§ **What you should do**:
What is needed is an exact copy of every entry below, with the pictures left out.

== Supplied material ==

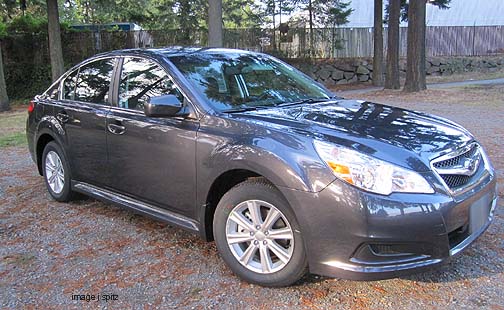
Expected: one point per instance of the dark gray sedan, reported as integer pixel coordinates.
(247, 151)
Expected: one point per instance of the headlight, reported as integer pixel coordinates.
(369, 173)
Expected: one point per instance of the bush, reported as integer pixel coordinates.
(27, 24)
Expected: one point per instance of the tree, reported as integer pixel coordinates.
(215, 23)
(415, 65)
(331, 14)
(54, 32)
(4, 99)
(392, 77)
(415, 59)
(378, 43)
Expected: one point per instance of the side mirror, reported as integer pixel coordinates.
(163, 106)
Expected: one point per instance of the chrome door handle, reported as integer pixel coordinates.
(116, 129)
(63, 117)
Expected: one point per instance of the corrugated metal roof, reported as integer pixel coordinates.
(460, 13)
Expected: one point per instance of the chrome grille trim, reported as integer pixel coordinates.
(456, 169)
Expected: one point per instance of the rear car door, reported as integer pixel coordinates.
(82, 110)
(151, 159)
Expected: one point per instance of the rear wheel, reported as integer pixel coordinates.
(56, 172)
(258, 235)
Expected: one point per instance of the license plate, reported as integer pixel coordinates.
(479, 213)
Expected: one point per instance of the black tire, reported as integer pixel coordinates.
(66, 194)
(259, 189)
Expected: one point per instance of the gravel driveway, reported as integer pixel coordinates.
(51, 251)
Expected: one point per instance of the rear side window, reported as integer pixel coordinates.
(69, 86)
(142, 79)
(53, 92)
(93, 83)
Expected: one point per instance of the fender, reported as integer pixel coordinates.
(50, 125)
(284, 158)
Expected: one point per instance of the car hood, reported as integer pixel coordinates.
(386, 132)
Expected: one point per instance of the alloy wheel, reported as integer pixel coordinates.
(54, 171)
(259, 236)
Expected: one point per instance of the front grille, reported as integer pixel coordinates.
(453, 168)
(455, 180)
(457, 160)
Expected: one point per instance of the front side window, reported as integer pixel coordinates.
(93, 83)
(142, 79)
(69, 86)
(239, 80)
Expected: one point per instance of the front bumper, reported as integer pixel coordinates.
(352, 234)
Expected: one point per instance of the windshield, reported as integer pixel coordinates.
(233, 81)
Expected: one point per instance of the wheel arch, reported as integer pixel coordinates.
(221, 185)
(40, 145)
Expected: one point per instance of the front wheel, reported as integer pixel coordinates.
(56, 172)
(258, 236)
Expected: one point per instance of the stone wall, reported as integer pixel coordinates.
(345, 71)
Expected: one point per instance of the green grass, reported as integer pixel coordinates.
(12, 128)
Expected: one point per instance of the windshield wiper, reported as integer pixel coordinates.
(241, 109)
(251, 108)
(308, 100)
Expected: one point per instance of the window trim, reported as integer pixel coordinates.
(89, 61)
(62, 84)
(117, 78)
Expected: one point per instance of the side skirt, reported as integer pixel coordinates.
(136, 205)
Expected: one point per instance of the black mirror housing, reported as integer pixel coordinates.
(163, 106)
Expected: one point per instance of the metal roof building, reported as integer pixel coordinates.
(460, 13)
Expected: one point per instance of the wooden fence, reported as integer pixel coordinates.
(358, 42)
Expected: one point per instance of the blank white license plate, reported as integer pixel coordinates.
(480, 210)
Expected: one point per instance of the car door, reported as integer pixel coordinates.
(82, 111)
(151, 159)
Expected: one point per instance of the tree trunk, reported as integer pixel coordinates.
(415, 65)
(55, 52)
(215, 23)
(378, 43)
(274, 30)
(392, 77)
(4, 100)
(310, 12)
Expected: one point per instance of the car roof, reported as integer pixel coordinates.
(172, 51)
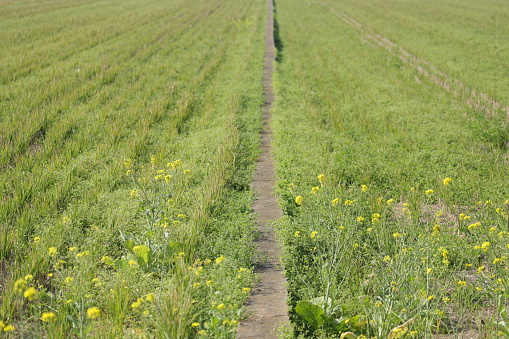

===

§ **Task solution**:
Expected: one point per instance of the dark gray sedan, reported as integer pixel coordinates.
(247, 151)
Expected: one point per instance of the headlight, reported as integer pixel coordinates.
(369, 173)
Expected: one point per instance of the bush, reported as integer pixel coordinates.
(27, 24)
Expected: one point per instance of the tree, reported as integer pixel coordinates.
(215, 23)
(415, 65)
(331, 14)
(54, 32)
(4, 99)
(392, 77)
(415, 59)
(378, 43)
Expected: one point per instance of the side mirror, reported as integer pixel coordinates.
(163, 106)
Expected: one point per instance of the chrome door handle, reported as integer pixel coordinates.
(116, 129)
(63, 117)
Expected: one point per instance of the corrugated metal roof, reported as integer pixel coordinates.
(460, 13)
Expected: one point per instance of the chrome grille trim, reported as integer pixel coordinates.
(456, 169)
Expected: one point per instance of the rear car door, reported as integer pixel coordinates.
(82, 110)
(151, 159)
Expected: one point per instance of the rear wheel, reported as integer pixel coordinates.
(56, 172)
(258, 235)
Expected: one point per instance of the license plate, reported as integer pixel coordinates.
(479, 213)
Expected: one point per instance of the black tire, reported as integer pixel coordinates.
(66, 194)
(259, 189)
Expected: one point per instance of the gravel driveway, reported as integer pixel coordinates.
(51, 251)
Expected: one point per instance of the rear side window, reported as integer pixel coordinates.
(69, 86)
(142, 79)
(53, 92)
(93, 83)
Expected: one point per instance of the fender, reported as integer pixel coordinates.
(50, 125)
(284, 158)
Expected: one point per instance of the car hood, reported as integer pixel coordinates.
(386, 132)
Expected: one point per instance of the alloy wheel, reported as integer pixel coordinates.
(54, 171)
(259, 236)
Expected: one point per instance of the front grille, reported as integer pixel coordinates.
(453, 168)
(455, 180)
(457, 160)
Expected: one point per instance of the front side window, reported as integer pixel coordinates.
(93, 83)
(142, 79)
(69, 86)
(239, 80)
Expected: one point per instance of the front bumper, reported as integer pixel coordinates.
(352, 234)
Expected: one point per instance of the windshield, reported as integer pixel coordinates.
(233, 81)
Expected: one point per instance of the wheel arch, reported as integer pixel coordinates.
(221, 185)
(40, 145)
Expected: one point per instance of the front wheel, reported as integer pixel coordinates.
(56, 172)
(258, 236)
Expected: one point per instance of the stone wall, reported as integer pixel coordinates.
(345, 71)
Expected: one point per instance of the green grass, reported as integer pixel coordinates.
(12, 128)
Expected: one point per instance of the windshield wiper, reported as integer pixel coordinates.
(241, 109)
(251, 108)
(308, 100)
Expected: one point per instance of the window trim, reported as integer pixel coordinates.
(89, 61)
(62, 84)
(117, 78)
Expected: one point per instance of the side skirt, reported as integer pixel coordinates.
(136, 205)
Expected: one point per instance of the black mirror housing, reported as integer pixel coordinates.
(163, 106)
Expected: one point per instance of the metal roof building, reported as integer pixel coordinates.
(460, 13)
Expected: one point per instance of the wooden fence, reported as integer pixel coordinates.
(358, 42)
Expected: one point per instance of the blank white license plate, reported as integer pixel coordinates.
(480, 210)
Expected: one point per instance of the car door, reported as integer pixel coordinates.
(82, 111)
(151, 159)
Expected: one point per instance of the tree trunk, reported as integer pixel coordinates.
(415, 65)
(55, 52)
(215, 23)
(378, 43)
(274, 30)
(392, 77)
(4, 100)
(310, 12)
Expected: one point per instance of the car roof, reported as integer pixel coordinates.
(172, 51)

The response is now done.